Instructions for the task
Count the lines in the items below that contain the string "blue". Case counts, so match capital and small letters exactly, and reply with only the number.
· · · · ·
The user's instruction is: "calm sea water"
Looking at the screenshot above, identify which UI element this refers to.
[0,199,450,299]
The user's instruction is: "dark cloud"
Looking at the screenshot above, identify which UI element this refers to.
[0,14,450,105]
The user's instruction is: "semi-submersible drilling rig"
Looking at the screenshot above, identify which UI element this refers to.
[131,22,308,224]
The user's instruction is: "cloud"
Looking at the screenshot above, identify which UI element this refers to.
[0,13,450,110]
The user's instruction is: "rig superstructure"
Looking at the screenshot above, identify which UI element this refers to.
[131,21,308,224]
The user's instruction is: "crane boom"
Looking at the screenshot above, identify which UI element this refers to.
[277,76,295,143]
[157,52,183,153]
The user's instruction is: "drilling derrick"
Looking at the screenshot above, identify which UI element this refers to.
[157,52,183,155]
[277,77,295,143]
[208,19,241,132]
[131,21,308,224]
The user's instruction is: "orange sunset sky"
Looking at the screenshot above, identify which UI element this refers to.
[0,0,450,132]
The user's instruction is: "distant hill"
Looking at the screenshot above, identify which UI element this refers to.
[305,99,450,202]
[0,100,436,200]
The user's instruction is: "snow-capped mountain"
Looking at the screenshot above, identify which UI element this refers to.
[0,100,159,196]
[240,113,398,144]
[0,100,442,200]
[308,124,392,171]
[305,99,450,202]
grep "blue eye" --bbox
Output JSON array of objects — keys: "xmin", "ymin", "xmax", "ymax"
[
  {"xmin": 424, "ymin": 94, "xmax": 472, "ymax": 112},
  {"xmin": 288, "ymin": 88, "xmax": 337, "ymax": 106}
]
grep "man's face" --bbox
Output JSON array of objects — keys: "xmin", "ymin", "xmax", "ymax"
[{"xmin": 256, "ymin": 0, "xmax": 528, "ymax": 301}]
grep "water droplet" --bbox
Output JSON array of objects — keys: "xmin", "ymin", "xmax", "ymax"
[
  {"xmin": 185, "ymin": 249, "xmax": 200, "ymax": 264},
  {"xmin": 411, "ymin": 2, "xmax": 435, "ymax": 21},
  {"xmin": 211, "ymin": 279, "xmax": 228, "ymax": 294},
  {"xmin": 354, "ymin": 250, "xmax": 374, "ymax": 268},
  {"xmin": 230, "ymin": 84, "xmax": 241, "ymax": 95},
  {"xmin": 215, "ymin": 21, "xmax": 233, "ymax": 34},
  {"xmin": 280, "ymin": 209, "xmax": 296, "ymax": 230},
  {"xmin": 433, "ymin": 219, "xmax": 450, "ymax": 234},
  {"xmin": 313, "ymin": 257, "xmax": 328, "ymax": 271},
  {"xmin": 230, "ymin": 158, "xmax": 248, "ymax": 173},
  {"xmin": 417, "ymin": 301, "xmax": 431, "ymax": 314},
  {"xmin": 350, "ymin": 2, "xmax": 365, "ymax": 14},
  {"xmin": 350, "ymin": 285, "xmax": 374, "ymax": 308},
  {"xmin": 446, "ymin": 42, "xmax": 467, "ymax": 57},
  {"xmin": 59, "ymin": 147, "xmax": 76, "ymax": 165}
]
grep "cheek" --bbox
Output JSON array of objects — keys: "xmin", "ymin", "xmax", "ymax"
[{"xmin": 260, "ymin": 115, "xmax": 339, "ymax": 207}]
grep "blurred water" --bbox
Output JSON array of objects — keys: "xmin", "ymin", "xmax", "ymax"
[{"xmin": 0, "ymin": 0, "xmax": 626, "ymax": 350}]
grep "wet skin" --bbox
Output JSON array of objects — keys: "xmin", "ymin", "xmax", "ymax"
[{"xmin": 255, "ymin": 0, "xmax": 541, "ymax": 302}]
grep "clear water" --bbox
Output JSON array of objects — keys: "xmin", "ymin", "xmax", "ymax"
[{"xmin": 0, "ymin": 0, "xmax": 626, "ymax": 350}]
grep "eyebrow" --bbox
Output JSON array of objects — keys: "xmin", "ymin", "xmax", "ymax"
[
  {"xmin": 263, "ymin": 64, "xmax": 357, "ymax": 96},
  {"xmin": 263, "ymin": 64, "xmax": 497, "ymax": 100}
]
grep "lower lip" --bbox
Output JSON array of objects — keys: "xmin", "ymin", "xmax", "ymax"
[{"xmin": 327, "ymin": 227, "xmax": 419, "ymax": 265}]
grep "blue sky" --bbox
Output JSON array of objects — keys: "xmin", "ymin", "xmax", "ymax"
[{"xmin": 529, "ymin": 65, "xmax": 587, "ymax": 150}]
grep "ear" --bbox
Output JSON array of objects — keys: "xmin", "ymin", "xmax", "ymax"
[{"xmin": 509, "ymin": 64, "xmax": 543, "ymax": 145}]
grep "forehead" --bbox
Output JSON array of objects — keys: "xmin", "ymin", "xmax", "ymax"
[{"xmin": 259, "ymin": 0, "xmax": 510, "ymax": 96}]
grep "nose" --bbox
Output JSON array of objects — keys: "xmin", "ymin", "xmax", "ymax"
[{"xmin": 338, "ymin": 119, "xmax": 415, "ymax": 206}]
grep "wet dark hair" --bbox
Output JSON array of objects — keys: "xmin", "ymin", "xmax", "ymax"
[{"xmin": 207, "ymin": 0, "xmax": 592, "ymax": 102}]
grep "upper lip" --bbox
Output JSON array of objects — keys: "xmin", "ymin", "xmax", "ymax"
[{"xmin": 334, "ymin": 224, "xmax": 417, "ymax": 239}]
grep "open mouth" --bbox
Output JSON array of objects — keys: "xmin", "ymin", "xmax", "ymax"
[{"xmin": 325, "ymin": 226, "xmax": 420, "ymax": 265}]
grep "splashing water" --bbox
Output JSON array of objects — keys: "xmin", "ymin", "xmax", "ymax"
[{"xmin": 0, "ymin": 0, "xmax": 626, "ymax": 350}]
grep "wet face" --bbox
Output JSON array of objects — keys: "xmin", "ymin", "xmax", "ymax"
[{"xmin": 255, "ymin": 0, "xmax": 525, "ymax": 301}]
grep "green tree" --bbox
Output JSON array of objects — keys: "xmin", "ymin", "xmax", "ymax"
· · · · ·
The reply
2